» **Source passage**:

"""

All Systems Red is dryly funny, but there’s also a political edge to the story. In a 2017 interview with The Verge, Wells explained that she made Murderbot part organic, rather than fully mechanical, because “I wanted the line between robot and human to be so thin that it was obvious that it was arbitrary, and that it had been established for the convenience of the people who wanted to use them to make money.”
8. Klara and the Sun // Kazuo Ishiguro
“What the hell is a human being, what’s inside their mind and how irreplaceable is any one human?” These are the questions that Never Let Me Go author Kazuo Ishiguro told WIRED he explored in his 2021 novel Klara and the Sun, through the naive perspective of Klara, the android companion (known as an AF, or Artificial Friend) of a sick teenage girl called Josie. The novel also ponders the integration of AI into society.
Ishiguro spoke to Demis Hassabis, co-founder of the AI research company DeepMind, about the ramifications of AI eventually understanding human emotions and empathy. The author explained to WIRED that this would be “quite a dangerous point,” adding, “I think there is this issue about how we could really hardwire the prejudices and biases of our age into black boxes, and won’t be able to unpack them.”
The Black Box Problem refers to the troubling fact that the steps AI systems take to reach conclusions and make decisions is a mystery. “What seemed like perfectly decent normal ideas a few years ago, now we object to as grossly unjust or worse. But we can go back on them because we can actually see how they’re made,” Ishiguro said. “What about when we become very dependent on recommendations, advice, and decisions made by AI?”

"""

» **Your assignment**: According to the source passage, what is Klara in Klara and the Sun?

» **Dataset**:
"""

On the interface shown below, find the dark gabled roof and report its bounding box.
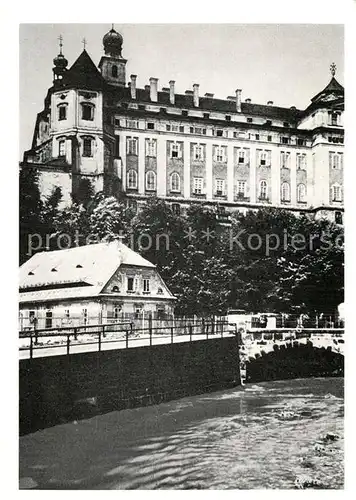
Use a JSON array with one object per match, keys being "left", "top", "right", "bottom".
[
  {"left": 61, "top": 49, "right": 104, "bottom": 89},
  {"left": 311, "top": 77, "right": 344, "bottom": 102},
  {"left": 106, "top": 87, "right": 302, "bottom": 123}
]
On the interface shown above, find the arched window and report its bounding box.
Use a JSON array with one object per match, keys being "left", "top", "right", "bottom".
[
  {"left": 331, "top": 183, "right": 342, "bottom": 201},
  {"left": 58, "top": 103, "right": 68, "bottom": 121},
  {"left": 127, "top": 170, "right": 137, "bottom": 189},
  {"left": 83, "top": 137, "right": 93, "bottom": 157},
  {"left": 58, "top": 139, "right": 66, "bottom": 157},
  {"left": 297, "top": 184, "right": 307, "bottom": 203},
  {"left": 146, "top": 170, "right": 156, "bottom": 191},
  {"left": 259, "top": 181, "right": 267, "bottom": 200},
  {"left": 171, "top": 172, "right": 180, "bottom": 193},
  {"left": 82, "top": 102, "right": 94, "bottom": 121},
  {"left": 281, "top": 182, "right": 290, "bottom": 201}
]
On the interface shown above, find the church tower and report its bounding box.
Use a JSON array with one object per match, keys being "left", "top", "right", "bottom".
[{"left": 99, "top": 25, "right": 127, "bottom": 87}]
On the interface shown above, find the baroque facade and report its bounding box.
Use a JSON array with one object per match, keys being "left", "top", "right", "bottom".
[{"left": 21, "top": 28, "right": 344, "bottom": 223}]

"""

» **Answer area**: Klara is an android companion, known as an AF or Artificial Friend, of a sick teenage girl called Josie.